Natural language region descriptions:

-*-*-

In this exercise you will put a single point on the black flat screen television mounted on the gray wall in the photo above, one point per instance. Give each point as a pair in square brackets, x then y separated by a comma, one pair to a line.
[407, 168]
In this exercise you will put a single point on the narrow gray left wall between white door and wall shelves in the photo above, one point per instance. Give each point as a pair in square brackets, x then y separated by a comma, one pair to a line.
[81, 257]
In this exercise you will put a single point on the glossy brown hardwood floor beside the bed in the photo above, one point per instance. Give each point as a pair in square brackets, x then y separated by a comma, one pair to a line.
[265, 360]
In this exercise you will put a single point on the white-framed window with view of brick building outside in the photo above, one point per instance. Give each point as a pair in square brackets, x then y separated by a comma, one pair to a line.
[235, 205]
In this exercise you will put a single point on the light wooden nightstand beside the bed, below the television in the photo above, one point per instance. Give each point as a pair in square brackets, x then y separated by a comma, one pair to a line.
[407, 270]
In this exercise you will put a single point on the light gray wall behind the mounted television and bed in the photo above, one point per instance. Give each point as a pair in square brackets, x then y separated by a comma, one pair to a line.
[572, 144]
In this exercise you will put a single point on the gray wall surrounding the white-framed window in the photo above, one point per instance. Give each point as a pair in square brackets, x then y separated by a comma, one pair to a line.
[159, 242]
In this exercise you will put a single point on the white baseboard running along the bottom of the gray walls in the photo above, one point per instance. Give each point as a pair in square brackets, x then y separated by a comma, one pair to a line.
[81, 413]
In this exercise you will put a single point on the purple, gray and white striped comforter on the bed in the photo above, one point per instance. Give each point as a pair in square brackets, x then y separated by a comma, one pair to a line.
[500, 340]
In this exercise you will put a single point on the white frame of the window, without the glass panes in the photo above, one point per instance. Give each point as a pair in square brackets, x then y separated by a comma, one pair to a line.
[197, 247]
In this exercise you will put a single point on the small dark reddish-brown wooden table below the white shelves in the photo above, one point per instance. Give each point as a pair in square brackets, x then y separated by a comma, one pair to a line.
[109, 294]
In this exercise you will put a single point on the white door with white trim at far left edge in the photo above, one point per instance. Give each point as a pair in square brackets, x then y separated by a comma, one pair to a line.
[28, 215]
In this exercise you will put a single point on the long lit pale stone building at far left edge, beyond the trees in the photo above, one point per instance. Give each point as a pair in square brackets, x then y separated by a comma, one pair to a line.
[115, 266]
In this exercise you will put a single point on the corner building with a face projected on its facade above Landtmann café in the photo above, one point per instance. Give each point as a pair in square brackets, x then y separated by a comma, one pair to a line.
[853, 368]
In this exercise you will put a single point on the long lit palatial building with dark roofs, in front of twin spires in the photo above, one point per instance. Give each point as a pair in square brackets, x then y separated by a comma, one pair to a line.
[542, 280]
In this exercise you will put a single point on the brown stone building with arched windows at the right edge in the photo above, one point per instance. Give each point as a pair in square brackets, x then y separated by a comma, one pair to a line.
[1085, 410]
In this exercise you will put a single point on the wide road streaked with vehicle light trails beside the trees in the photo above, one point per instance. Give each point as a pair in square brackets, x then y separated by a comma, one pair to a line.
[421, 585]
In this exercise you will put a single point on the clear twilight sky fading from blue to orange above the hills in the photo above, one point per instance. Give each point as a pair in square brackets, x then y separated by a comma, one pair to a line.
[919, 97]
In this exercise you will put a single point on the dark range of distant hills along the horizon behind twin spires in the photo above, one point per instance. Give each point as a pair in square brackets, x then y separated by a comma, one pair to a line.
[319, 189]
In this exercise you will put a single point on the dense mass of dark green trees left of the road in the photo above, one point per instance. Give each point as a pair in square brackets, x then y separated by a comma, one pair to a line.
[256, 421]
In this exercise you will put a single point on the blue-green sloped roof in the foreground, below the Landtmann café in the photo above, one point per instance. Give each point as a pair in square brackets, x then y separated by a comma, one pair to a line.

-*-*-

Each record must be printed again, word for word, with nothing dropped.

• **RESPONSE**
In this exercise you will put a single point on the black flat screen television mounted on the gray wall in the photo above, one point per instance. Give each point as a pair in square brackets, x then y separated by a comma, one pair to a line.
[407, 168]
In this exercise you will put a single point on the narrow gray left wall between white door and wall shelves in the photo above, one point per instance. Give each point as a pair in square brackets, x then y separated by a comma, one pair to a line.
[81, 257]
In this exercise you will put a single point on the glossy brown hardwood floor beside the bed in the photo above, one point per instance. Give each point as a pair in square brackets, x then y separated by a comma, one pair to a line.
[265, 360]
In this exercise you will put a single point on the white-framed window with view of brick building outside in the photo above, one point per instance. Give each point as a pair in square brackets, x then y separated by a comma, one pair to a line.
[235, 205]
In this exercise you will put a single point on the light wooden nightstand beside the bed, below the television in the photo above, one point per instance. Give each point as a pair in square brackets, x then y separated by a comma, one pair to a line.
[407, 270]
In this exercise you will put a single point on the light gray wall behind the mounted television and bed in the photo above, one point per instance. Give each point as a pair in square brackets, x then y separated by a comma, one pair to a line.
[572, 144]
In this exercise you will put a single point on the gray wall surrounding the white-framed window in the photo above, one point per instance. Give each point as a pair in square brackets, x then y separated by a comma, one pair to a line.
[159, 242]
In this exercise you will put a single point on the white baseboard running along the bottom of the gray walls in the photo above, one point per instance. Give each point as a pair in square brackets, x then y separated by a comma, one pair to a line.
[81, 413]
In this exercise you will put a single point on the purple, gray and white striped comforter on the bed in the photo above, one point per instance. Give each point as a pair in square brackets, x then y separated by a comma, one pair to a line.
[500, 340]
In this exercise you will put a single point on the white frame of the window, without the glass panes in the photo above, one point per instance. Give each point as a pair in square brackets, x then y separated by a comma, one pair to a line.
[197, 247]
In this exercise you will put a single point on the small dark reddish-brown wooden table below the white shelves in the photo above, one point per instance. Give each point as a pair in square brackets, x then y separated by a comma, one pair to a line.
[109, 294]
In this exercise you will put a single point on the white door with white trim at far left edge in the photo above, one point per instance. Give each point as a pair in square brackets, x then y separated by a comma, one pair to a line.
[28, 215]
In this exercise you will put a single point on the long lit pale stone building at far left edge, beyond the trees in the photo above, one point per instance. Give each point as a pair in square brackets, x then y separated by a comma, one pair to a line.
[115, 266]
In this exercise you will put a single point on the corner building with a face projected on its facade above Landtmann café in the photo above, one point per instance. Give each point as a pair in square brackets, x then y separated by a comma, one pair to a line.
[853, 368]
In this exercise you will put a single point on the long lit palatial building with dark roofs, in front of twin spires in the photo above, one point per instance. Give each point as a pair in square brackets, x then y separated by a comma, one pair to a line.
[542, 280]
In this exercise you will put a single point on the brown stone building with arched windows at the right edge in the photo above, one point per instance. Give each point as a pair in square brackets, x then y separated by a comma, one pair to a line.
[1085, 410]
In this exercise you will put a single point on the wide road streaked with vehicle light trails beside the trees in the photo above, one point per instance. Give each point as a pair in square brackets, x then y separated by a comma, one pair to a line.
[421, 585]
In this exercise you will put a single point on the clear twilight sky fading from blue to orange above the hills in the photo above, one point per instance. Give each point as a pair in square brackets, x then y separated by a comma, one pair to a line.
[919, 97]
In this exercise you will put a single point on the dark range of distant hills along the horizon behind twin spires in the photo above, one point per instance. Give each point as a pair in square brackets, x then y separated by a comma, one pair to a line.
[319, 189]
In this exercise you will put a single point on the dense mass of dark green trees left of the road in the photo above, one point per instance. Give each point as a pair in square brackets, x then y separated by a comma, one pair to a line.
[256, 421]
In this exercise you will put a single point on the blue-green sloped roof in the foreground, below the Landtmann café in the photo above, one point per instance. Give each point as a pair in square brackets, x then y separated by a comma, one pair to a line.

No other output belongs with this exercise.